The only way to get rid of a temptation is to yield to it.—Oscar Wilde
I accept that idea with some skepticism. It contains a grain of truth, especially when we create the taboo that tempts us. We all know the power of the forbidden fruit. Tell any one of us that we can’t do something, and suddenly it tempts us.
In The Natural History of Alcoholism, Dr. George E. Vaillant found that cultures which forbid children from drinking and condone adult drunkenness (e.g. Ireland) have much higher incidence of alcoholism than cultures which allow children to occasionally sample alcohol and which look down upon adult drunkenness (e.g. Italy). Further, children from families who forbid drinking at the dinner table but the adults drink elsewhere are seven times more likely to become alcoholics than children who grew up with adults drinking at the dinner table and drunkenness was forbidden.
(I wonder about the incidence of alcoholism among those who completely forbid alcohol.)
What I take away from that study is that in cultures where drinking will take place, it is critical that adults model moderation and make alcohol an ordinary part of life. Making alcohol a rite of passage or a secret pleasure for adults only makes alcoholism more likely.
I want to make a connection to our culture’s attitudes toward sex. I don’t have a study to cite. I have only my own experience of growing up in a culture that treats nudity and sexuality as secret rites of passage and of later rejecting those notions. We display these attitudes everywhere: we label erotic materials as “adult”, you can’t see a woman’s bare breast in a movie until you are 17, and we allow ourselves to be distracted from two wars by a few seconds of Janet Jackson’s nipple because we’re worried that children might have see it. We seem to believe that children would be asexual if not exposed to adult sexuality.

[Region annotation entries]

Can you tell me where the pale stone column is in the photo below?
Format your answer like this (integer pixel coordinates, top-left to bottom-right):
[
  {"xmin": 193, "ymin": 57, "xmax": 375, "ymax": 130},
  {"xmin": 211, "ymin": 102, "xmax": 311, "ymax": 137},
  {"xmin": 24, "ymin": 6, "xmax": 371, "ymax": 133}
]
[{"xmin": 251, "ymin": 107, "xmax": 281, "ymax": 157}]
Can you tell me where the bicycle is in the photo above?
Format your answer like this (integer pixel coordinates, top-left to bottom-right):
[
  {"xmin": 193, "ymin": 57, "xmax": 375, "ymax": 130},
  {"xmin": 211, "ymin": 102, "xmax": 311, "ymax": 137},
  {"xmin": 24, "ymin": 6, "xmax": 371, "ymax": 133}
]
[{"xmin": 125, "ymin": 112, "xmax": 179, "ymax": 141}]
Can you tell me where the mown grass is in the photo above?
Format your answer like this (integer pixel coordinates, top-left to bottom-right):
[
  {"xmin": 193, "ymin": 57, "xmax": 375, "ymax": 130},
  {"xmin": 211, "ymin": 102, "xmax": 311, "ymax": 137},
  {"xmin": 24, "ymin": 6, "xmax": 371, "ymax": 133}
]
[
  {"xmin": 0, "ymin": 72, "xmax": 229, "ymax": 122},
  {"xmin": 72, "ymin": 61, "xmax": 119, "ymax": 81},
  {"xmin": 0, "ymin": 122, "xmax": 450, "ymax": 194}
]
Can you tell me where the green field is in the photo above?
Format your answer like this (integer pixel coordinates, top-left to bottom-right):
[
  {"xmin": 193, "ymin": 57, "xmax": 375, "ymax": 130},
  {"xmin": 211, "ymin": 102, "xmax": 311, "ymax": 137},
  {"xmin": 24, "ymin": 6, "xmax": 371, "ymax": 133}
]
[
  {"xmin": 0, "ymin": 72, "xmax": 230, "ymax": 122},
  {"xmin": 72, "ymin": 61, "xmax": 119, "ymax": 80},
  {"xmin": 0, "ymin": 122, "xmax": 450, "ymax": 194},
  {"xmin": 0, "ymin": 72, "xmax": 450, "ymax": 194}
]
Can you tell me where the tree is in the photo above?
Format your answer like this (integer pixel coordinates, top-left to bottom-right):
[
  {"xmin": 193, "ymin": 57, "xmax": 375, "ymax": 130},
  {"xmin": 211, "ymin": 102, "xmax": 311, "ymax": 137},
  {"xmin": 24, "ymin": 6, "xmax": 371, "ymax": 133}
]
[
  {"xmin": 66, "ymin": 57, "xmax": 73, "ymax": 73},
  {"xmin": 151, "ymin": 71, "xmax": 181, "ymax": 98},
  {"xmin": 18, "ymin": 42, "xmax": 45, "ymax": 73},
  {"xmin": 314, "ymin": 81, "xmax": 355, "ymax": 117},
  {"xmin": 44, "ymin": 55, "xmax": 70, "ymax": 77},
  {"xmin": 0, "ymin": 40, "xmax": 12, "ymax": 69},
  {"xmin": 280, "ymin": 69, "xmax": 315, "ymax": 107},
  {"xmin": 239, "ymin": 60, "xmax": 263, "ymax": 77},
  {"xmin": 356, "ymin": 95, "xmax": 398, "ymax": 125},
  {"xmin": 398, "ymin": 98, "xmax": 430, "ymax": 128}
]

TASK GOAL:
Copy the essay on temptation between "What I take" and "alcoholism more likely.", inclusive, replacing "moderation" with "restraint". The records are separate material and have no connection to the text.

THE SOLUTION:
What I take away from that study is that in cultures where drinking will take place, it is critical that adults model restraint and make alcohol an ordinary part of life. Making alcohol a rite of passage or a secret pleasure for adults only makes alcoholism more likely.